[BEGIN Selection]

RTMFP costs so much cpu

doanquocnam commented 3 months ago

Run tcserver -B 0.0.0.0:1935 -b 0.0.0.0:1936 and make a stress test for server.

The tcserver run with RTMFP which disables openssl by call EVP_enc_null() in if( (not EVP_CipherInit_ex(m_ctx, EVP_enc_null(), NULL, (const unsigned char )key, NULL, encrypt ? 1 : 0)) or (not EVP_CIPHER_CTX_set_padding(m_ctx, 0)) ) return false; and: m_ciphertextBuf = (uint8_t )malloc(ENCRYPT_BUF_LENGTH + ENCRYPT_BUF_MARGIN); m_plaintextBuf = m_ciphertextBuf + ENCRYPT_BUF_MARGIN;

I've tested, and it were ok for both client tcconn & tcserver to make sure that the crypto didnt costs any cpu.

Using ffmpeg to publish a channel 720p-1Mbps
Using 500 rtmfp clients to connect to the tcserver to play this channel., the cpu (1 core) gets 90-100%. When cpu get to 100% it start stuttering and client have the same.
Using 1000 rtmp clients to connect to the tcserver and play the same stream above, the cpu (1 core) gets only 60%.

I had 3 days to review to fix this problem but I havent found any solution yet. Please help me to fix this!

I think there is some this wrong on RTMFP, so it costs so much CPU.

[END Selection]
[BEGIN Given information]

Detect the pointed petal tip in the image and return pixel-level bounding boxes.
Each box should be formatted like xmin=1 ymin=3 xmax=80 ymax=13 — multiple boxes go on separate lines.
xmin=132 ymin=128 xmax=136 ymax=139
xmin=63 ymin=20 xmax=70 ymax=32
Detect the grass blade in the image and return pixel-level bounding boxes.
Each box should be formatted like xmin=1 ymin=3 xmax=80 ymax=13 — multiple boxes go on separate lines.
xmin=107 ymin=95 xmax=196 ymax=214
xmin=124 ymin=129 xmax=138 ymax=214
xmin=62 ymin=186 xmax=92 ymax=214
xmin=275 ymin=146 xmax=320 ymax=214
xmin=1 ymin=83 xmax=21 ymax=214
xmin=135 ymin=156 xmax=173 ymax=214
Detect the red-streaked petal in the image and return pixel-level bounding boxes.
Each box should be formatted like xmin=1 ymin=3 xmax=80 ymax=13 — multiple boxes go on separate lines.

[END Given information]

- **Written task 1**:
List every function called in the code quoted in the forum post about RTMFP CPU use.
- **Written task 2**:
Extend the forum post about RTMFP CPU use, picking up right after its last sentence.

- **Answer 1**:
EVP_CipherInit_ex, EVP_enc_null, EVP_CIPHER_CTX_set_padding, malloc

- **Answer 2**:
P1: 500 - RTMFP clients

P2: 1000 - RTMP clients

zenomt commented 3 months ago

my profiling has shown that a significant amount of CPU time is spent in the OS kernel receiving and (especially) sending UDP packets, on both MacOS and Linux. RTMFP is responsible for assembling or parsing each packet that goes over the network, instead of that being delegated to the OS. each send or receive of one packet requires a system call to the OS (a context switch), which is expensive, and operating system implementations of those system calls for sending or receiving UDP packets also use a lot of CPU resources, according to my profiling.

there is no portable solution to this problem. Linux has a system call that can send or receive multiple UDP packets at once, which can reduce the overhead. i haven't investigated using this facility, however. this would be implemented in the Platform Adapter, not RTMFP itself.

there are probably other areas of the RTMFP library that could be optimized. i haven't run the profiler when there are hundreds of connections all going at once to see if there's a bottleneck for that case.

no matter what, it will always take more CPU resources to run RTMFP than to do RTMP or RTWebSocket or anything else based on TCP. this implementation is single-threaded, so it is expected that it will not perform perfectly past saturation.

TL;DR: this is not a bug, this is a Fact of Life™, unfortunately.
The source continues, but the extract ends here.